Some records:
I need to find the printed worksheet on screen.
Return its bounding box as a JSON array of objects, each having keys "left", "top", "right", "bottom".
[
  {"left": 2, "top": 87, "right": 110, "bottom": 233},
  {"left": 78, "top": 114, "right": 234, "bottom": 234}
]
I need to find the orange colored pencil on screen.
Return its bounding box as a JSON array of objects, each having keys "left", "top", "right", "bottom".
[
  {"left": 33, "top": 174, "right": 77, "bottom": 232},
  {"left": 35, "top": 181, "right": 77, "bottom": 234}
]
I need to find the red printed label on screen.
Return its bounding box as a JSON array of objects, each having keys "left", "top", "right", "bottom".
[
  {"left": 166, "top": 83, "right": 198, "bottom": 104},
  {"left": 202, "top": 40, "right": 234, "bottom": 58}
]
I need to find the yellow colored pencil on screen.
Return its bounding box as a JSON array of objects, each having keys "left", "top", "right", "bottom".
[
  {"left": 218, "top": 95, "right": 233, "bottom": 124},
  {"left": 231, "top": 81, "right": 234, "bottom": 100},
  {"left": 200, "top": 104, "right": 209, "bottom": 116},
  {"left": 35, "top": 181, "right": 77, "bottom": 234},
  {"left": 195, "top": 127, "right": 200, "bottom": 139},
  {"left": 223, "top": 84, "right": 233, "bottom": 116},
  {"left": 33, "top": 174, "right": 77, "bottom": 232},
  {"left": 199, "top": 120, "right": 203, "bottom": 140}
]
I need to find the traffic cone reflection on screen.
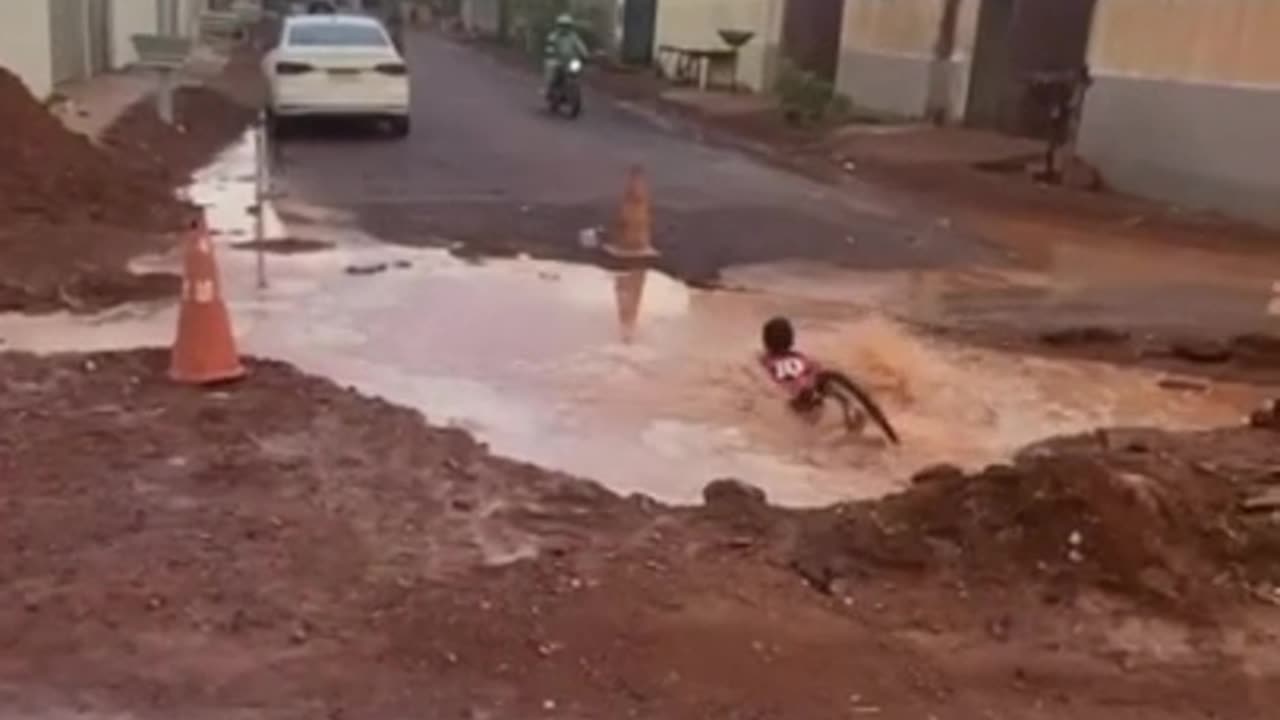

### [YOUR INSTRUCTIONS]
Format everything from the line containing "I need to find the yellow" down to the end of the listing as a JSON list of strings, one string per line, leaving out blank lines and pictures.

### [PROBLEM SOLUTION]
[
  "I need to find the yellow colored pencil on screen.",
  "Return its bounding box as a JSON array of objects, each having keys \"left\", \"top\", \"right\", \"bottom\".",
  "[",
  "  {\"left\": 218, \"top\": 95, \"right\": 233, \"bottom\": 124},",
  "  {\"left\": 231, \"top\": 81, \"right\": 234, \"bottom\": 100},",
  "  {\"left\": 200, \"top\": 104, \"right\": 209, \"bottom\": 116},",
  "  {\"left\": 35, \"top\": 181, \"right\": 77, \"bottom\": 234},",
  "  {\"left\": 195, \"top\": 127, \"right\": 200, \"bottom\": 139},",
  "  {\"left\": 223, \"top\": 84, \"right\": 233, \"bottom\": 116},",
  "  {\"left\": 33, \"top\": 174, \"right\": 77, \"bottom\": 232},",
  "  {\"left\": 199, \"top\": 120, \"right\": 203, \"bottom\": 140}",
  "]",
  "I need to find the traffic cone reflection on screen."
]